The exercise: Rewrite the lines below, changing every "put a marker on" to "place a point on" and keeping everything else the same. Leave the pictures out of your output.
* begin *
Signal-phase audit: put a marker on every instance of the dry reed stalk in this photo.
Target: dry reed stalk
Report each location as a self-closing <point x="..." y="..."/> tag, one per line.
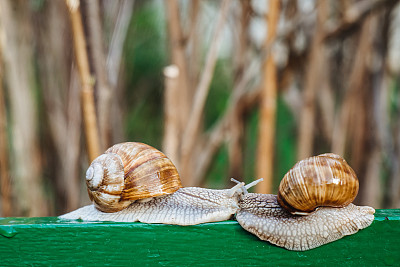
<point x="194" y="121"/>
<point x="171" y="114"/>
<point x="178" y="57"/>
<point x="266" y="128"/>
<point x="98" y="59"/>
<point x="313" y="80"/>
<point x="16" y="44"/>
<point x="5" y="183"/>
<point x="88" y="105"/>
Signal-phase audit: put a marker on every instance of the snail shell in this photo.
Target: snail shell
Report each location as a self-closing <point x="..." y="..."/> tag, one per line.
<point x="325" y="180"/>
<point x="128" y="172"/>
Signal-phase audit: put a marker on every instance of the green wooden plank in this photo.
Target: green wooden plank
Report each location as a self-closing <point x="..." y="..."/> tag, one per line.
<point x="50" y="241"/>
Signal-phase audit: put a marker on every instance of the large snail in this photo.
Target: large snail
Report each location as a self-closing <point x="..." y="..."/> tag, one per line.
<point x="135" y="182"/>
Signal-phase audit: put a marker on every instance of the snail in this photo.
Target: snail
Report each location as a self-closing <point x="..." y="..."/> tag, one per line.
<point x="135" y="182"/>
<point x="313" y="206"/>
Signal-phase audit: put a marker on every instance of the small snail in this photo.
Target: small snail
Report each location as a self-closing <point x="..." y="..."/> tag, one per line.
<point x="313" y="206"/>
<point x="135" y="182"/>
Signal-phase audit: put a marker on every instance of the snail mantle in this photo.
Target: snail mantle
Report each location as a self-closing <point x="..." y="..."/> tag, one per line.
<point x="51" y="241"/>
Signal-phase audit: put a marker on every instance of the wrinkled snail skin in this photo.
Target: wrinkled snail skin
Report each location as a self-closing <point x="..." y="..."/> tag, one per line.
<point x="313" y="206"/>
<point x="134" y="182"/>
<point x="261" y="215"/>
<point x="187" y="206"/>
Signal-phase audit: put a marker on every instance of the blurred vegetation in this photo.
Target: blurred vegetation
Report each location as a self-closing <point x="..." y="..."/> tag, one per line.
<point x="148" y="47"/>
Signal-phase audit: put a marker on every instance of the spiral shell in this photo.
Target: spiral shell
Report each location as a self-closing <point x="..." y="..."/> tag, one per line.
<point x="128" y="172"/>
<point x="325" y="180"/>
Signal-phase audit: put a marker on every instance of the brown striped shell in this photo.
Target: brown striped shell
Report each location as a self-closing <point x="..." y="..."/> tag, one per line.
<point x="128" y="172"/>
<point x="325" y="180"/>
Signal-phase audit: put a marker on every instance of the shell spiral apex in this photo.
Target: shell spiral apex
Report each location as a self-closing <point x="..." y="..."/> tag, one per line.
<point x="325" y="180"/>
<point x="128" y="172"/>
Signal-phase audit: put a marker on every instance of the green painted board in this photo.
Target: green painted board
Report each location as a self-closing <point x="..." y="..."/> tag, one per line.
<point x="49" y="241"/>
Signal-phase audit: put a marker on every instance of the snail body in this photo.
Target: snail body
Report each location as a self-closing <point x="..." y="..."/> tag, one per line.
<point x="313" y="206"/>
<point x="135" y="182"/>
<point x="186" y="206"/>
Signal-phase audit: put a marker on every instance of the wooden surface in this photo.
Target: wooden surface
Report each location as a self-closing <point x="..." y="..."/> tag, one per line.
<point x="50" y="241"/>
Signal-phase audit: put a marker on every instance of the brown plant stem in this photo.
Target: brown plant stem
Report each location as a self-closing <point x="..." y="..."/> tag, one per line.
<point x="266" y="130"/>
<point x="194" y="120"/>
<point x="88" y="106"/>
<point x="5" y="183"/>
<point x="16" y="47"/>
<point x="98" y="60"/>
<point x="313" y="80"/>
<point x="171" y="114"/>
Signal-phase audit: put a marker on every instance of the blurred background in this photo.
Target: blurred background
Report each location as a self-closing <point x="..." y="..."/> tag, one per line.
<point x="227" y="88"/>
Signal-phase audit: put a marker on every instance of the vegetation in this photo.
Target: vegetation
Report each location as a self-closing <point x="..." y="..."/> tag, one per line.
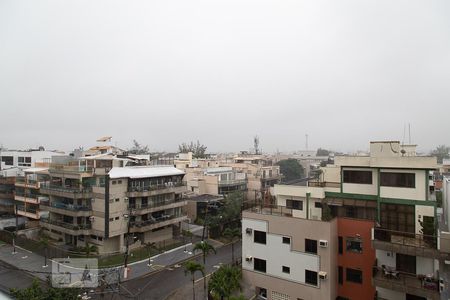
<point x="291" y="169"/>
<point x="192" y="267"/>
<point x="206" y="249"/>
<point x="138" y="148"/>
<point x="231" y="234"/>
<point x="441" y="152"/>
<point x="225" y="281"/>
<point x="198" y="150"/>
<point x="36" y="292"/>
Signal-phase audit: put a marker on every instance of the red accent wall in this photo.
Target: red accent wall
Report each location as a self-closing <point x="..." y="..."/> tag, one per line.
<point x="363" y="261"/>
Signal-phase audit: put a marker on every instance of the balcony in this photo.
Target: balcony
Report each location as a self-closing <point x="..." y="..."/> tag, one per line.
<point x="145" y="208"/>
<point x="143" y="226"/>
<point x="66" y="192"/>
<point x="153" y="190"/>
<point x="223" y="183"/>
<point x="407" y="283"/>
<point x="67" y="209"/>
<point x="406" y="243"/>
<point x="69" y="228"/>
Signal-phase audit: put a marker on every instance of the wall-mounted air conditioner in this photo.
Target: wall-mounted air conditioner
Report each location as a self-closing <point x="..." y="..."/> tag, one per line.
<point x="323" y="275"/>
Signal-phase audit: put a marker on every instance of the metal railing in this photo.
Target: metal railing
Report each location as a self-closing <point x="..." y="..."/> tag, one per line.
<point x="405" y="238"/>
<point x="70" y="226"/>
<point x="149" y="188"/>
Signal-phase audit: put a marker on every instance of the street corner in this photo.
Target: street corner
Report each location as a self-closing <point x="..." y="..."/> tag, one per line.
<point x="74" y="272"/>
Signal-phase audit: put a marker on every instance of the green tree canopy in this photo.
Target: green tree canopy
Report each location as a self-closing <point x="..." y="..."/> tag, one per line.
* end *
Solution for this exercise:
Signal-phase audit: place a point on every instance of the dry reed stalk in this photo.
Target: dry reed stalk
Report each location as a self-closing <point x="..." y="..."/> tag, one per line.
<point x="194" y="121"/>
<point x="171" y="114"/>
<point x="178" y="57"/>
<point x="266" y="128"/>
<point x="98" y="59"/>
<point x="313" y="80"/>
<point x="16" y="44"/>
<point x="5" y="183"/>
<point x="88" y="105"/>
Signal-phase audit: place a point on every instance of the snail shell in this photo.
Target: snail shell
Report each location as a self-closing <point x="..." y="..."/> tag, one per line.
<point x="325" y="180"/>
<point x="128" y="172"/>
Signal-phase audit: place a point on every instance of the green wooden plank in this photo.
Target: green wooden plank
Report each location as a self-closing <point x="..." y="..."/> tag, one per line.
<point x="50" y="241"/>
Signal-phase audit: place a point on every instance of the large snail in this photo.
Target: large snail
Report each location as a self-closing <point x="..." y="..."/> tag, one per line.
<point x="135" y="182"/>
Signal-phase audit: place a point on every instance of the snail in this photo.
Target: snail
Report each location as a self-closing <point x="..." y="..."/> tag, one per line.
<point x="135" y="182"/>
<point x="313" y="206"/>
Signal-phase audit: place a point on every instance of the small snail in this photo.
Target: small snail
Report each location as a self-closing <point x="..." y="..."/> tag, one per line.
<point x="313" y="206"/>
<point x="135" y="182"/>
Signal-phase audit: place a point on every instance of the snail mantle in this photo.
Target: snail mantle
Report each location as a self-closing <point x="..." y="..."/> tag, one per line.
<point x="51" y="241"/>
Signal-phase audit: place a point on every instance of the wrinkled snail skin in this photo.
Target: wrinkled snail skin
Report each location as a self-closing <point x="..." y="..."/> tag, one per line.
<point x="313" y="206"/>
<point x="134" y="182"/>
<point x="261" y="215"/>
<point x="187" y="206"/>
Signal-phase audit: place a point on every instance of the blurred vegetation in this photo.
Target: blurred vegetation
Report each location as a self-closing <point x="..." y="..."/> tag, one per line.
<point x="148" y="47"/>
Signal-phase audit: place a point on every instance of the spiral shell in this photo.
Target: spiral shell
Report each location as a self-closing <point x="..." y="..."/> tag, one per line.
<point x="128" y="172"/>
<point x="325" y="180"/>
Signal-phase audit: place a point on every instance of the brown striped shell in this photo.
Target: brown striped shell
Report each location as a self-closing <point x="..." y="..."/> tag, one per line.
<point x="128" y="172"/>
<point x="325" y="180"/>
Signal-phase audit: place a point on every instance of the shell spiral apex in this photo.
Target: shell spiral apex
Report each location as a self-closing <point x="..." y="..."/> tag, one per line.
<point x="325" y="180"/>
<point x="128" y="172"/>
Signal-phase audit: place a point on every instance of the green painted board in this photo.
Target: green painted board
Report each location as a self-closing <point x="..." y="..."/> tag, one per line.
<point x="49" y="241"/>
Signal-phase audit: place a point on every instance of the snail body in this photo.
Target: snail body
Report each location as a self-closing <point x="..." y="..."/> tag, one per line.
<point x="313" y="206"/>
<point x="135" y="182"/>
<point x="186" y="206"/>
Signal-phase audit: place a point on every instance of the wooden surface in this photo.
Target: wooden surface
Report each location as a self-closing <point x="..." y="..."/> tag, one per line.
<point x="50" y="241"/>
Signal-phase audit: place a point on every instance of the brown plant stem in this photo.
Target: brown plant stem
Report each location as a self-closing <point x="..." y="..."/> tag, one per line.
<point x="266" y="130"/>
<point x="194" y="120"/>
<point x="88" y="106"/>
<point x="5" y="183"/>
<point x="16" y="47"/>
<point x="98" y="60"/>
<point x="313" y="80"/>
<point x="171" y="114"/>
Signal-phase audit: place a point on every instance of the blurred background in this photo.
Target: blurred background
Report each location as a self-closing <point x="..." y="..."/> tag, one per line.
<point x="227" y="88"/>
Signal-phase audit: place a point on every instance of the vegetation in this photo.
Target: vegetation
Report each location as a self-closing <point x="..." y="..."/> tag, one per line.
<point x="291" y="169"/>
<point x="192" y="267"/>
<point x="206" y="249"/>
<point x="138" y="148"/>
<point x="231" y="234"/>
<point x="441" y="152"/>
<point x="225" y="281"/>
<point x="198" y="150"/>
<point x="36" y="292"/>
Signal-phase audit: place a point on every instance of the red accent wall in this photo.
Target: red accent wall
Report each location as a self-closing <point x="..." y="..."/> tag, one per line.
<point x="363" y="261"/>
Signal-phase audit: place a point on every instance of the balcony in this photo.
Target: balcony
Report each location as a self-closing <point x="..." y="..."/> tag, one per line.
<point x="145" y="208"/>
<point x="143" y="226"/>
<point x="66" y="192"/>
<point x="153" y="190"/>
<point x="223" y="183"/>
<point x="407" y="283"/>
<point x="67" y="209"/>
<point x="406" y="243"/>
<point x="69" y="228"/>
Signal-phase audit: place a point on every instance of the wall-mounted air conditioner in this photo.
Target: wall-mounted air conditioner
Report each location as a self-closing <point x="..." y="..."/> tag, one per line.
<point x="323" y="275"/>
Signal-phase audit: place a point on every instance of the metal railing in this photo.
Target: metal railing
Report each location as a self-closing <point x="..." y="..."/> tag, one per line.
<point x="405" y="238"/>
<point x="70" y="226"/>
<point x="149" y="188"/>
Signal-phase audit: place a point on every instance of the street corner in this photo.
Target: street corner
Report each location as a self-closing <point x="..." y="..."/> tag, one per line.
<point x="74" y="272"/>
Signal-phase audit: place a point on every instance of the green tree canopy in this photo.
Target: green tree canopy
Report each location as a self-closing <point x="..." y="..."/> tag, one per line.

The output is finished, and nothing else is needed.